## Required task
List every line of the records below that contains the word "abdomen", treating uppercase and lowercase letters as different.

[Named-object pointing records]
* Begin *
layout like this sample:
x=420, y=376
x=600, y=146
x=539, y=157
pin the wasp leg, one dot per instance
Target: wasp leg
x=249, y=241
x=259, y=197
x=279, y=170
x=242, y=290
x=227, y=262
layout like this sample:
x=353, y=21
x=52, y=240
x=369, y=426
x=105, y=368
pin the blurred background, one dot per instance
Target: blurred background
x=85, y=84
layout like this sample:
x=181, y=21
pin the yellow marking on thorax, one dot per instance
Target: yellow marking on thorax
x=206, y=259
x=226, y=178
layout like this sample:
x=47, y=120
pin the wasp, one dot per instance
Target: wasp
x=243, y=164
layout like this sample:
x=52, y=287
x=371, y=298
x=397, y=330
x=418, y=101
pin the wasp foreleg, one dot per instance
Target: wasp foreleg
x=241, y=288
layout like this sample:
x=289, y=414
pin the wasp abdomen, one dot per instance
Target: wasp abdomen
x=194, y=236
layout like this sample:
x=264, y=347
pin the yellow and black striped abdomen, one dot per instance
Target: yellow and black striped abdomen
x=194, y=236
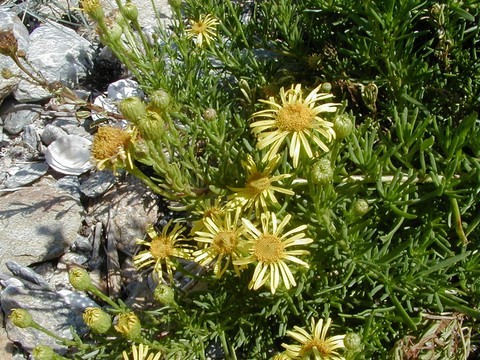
* End *
## The completed task
pin the wasp abdomen, one dot per instance
Target: wasp abdomen
pin the yellow and black striped abdomen, one dot per instance
Target: yellow and black striped abdomen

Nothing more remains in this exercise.